Would you copy only the lines below, beginning with the one that contains "Study the picture above. For each instance of the tree shadow" and running through the last entry line?

-- Start SUPPLIED ENTRIES --

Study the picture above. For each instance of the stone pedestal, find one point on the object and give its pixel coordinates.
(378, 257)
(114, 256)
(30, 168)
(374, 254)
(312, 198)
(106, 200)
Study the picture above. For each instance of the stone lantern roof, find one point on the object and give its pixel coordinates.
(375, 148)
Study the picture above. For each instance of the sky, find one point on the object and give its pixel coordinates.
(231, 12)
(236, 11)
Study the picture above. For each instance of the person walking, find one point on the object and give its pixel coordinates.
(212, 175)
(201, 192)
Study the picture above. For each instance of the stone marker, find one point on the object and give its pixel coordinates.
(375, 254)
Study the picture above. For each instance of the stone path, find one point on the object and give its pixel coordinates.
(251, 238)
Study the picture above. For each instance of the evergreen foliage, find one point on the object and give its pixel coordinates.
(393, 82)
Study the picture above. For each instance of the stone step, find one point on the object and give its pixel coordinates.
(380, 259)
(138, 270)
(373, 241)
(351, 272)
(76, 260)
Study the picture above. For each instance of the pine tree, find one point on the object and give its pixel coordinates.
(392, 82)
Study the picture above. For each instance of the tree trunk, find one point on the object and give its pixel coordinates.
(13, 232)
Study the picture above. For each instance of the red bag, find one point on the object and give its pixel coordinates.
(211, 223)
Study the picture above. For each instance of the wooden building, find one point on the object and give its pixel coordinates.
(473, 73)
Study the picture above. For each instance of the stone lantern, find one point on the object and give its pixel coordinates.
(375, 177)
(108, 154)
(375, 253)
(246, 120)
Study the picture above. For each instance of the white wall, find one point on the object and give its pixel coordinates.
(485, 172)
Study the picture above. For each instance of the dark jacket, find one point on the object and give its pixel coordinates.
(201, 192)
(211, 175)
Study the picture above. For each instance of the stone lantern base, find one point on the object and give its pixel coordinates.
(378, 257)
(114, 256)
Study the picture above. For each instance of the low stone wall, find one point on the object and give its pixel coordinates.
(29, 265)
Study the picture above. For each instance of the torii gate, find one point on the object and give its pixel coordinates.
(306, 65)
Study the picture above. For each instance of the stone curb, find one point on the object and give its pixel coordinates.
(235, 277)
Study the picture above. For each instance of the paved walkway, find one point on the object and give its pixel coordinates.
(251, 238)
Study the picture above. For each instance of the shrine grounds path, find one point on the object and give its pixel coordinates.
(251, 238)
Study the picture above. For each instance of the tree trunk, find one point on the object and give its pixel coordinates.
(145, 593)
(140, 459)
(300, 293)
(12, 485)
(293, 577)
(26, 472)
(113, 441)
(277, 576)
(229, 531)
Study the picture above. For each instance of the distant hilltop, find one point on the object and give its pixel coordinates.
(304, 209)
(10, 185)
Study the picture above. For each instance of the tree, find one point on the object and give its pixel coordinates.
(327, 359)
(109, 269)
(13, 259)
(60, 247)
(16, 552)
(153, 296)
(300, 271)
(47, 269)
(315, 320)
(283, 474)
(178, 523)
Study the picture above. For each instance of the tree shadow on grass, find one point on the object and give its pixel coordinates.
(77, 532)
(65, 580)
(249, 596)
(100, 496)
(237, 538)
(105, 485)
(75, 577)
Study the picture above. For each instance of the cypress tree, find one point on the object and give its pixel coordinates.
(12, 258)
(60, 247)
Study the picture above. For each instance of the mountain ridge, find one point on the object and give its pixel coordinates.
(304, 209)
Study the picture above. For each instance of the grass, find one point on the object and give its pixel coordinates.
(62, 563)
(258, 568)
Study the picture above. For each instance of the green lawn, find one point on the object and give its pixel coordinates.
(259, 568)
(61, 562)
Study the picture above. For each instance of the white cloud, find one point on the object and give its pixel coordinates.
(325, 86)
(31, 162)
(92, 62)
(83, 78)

-- End SUPPLIED ENTRIES --

> **RESULT OF THE TASK**
Study the picture above. For each instance of the tree shadow on grass, find one point on the object and give its pixel coordinates.
(77, 532)
(65, 580)
(249, 596)
(100, 496)
(237, 538)
(105, 485)
(75, 577)
Study the picture above. For each instance of the cypress tree, find one point on the object and give its pixel coordinates.
(12, 258)
(60, 247)
Study the picture above. For each instance of the mountain ridge, find one point on the object and give its pixel coordinates.
(304, 209)
Study the picture above. For each instance of the grass, find one point on the object and give its pixel coordinates.
(62, 563)
(258, 568)
Study the picture above. For each instance of the green lawn, find one point on the object and give its pixel coordinates.
(259, 568)
(61, 562)
Study the picture above. For each instance of the white cloud, find one point on the object and give its pixel coordinates.
(325, 86)
(31, 162)
(92, 62)
(83, 78)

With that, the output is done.